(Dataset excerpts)
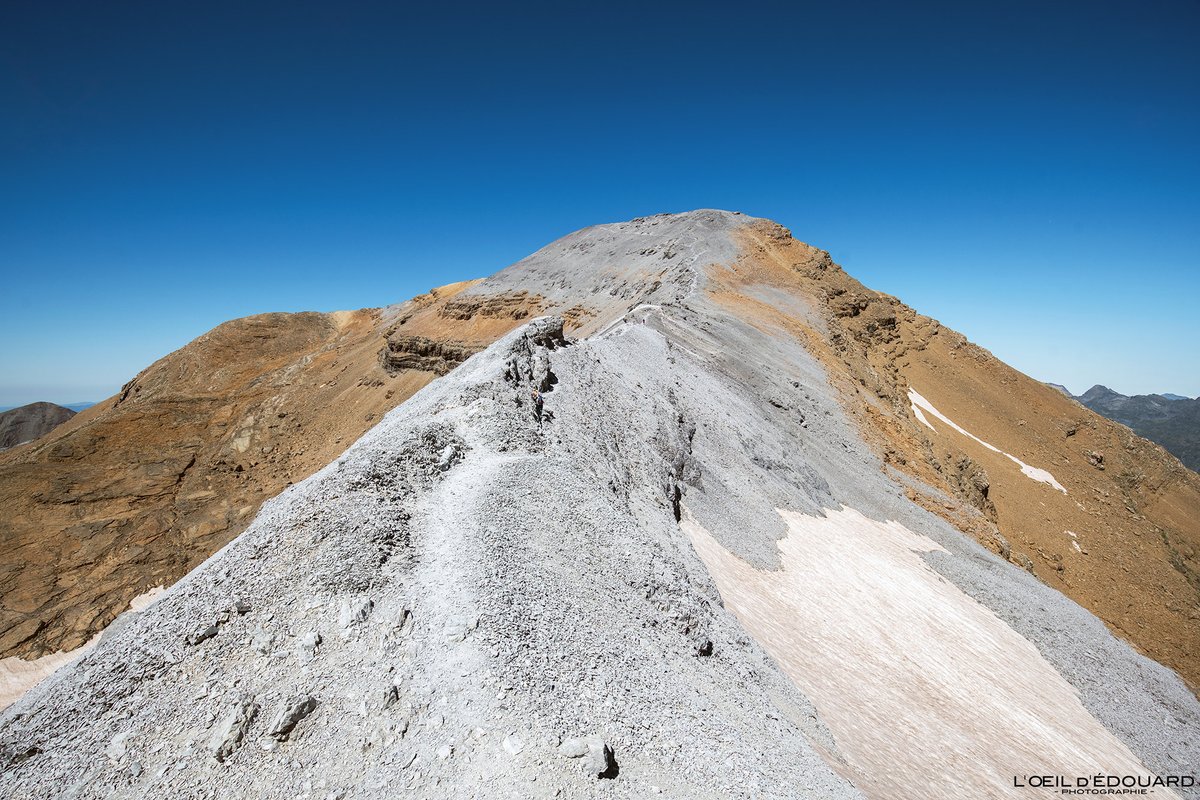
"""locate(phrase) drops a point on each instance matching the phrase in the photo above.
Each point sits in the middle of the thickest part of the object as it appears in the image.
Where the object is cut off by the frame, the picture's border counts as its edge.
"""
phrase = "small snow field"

INSTRUCTIONS TO FOLLOW:
Without copying the pictures, transcribe the entries exactly.

REPLY TO THE TASK:
"""locate(phrase) drops a point on each instance matching the phrase in the photo above.
Each point sits in the middle of the thickest part of the object as it appears in the image.
Where the object is cut off by the frame, the picture's border counts as its edge.
"""
phrase = "small snow field"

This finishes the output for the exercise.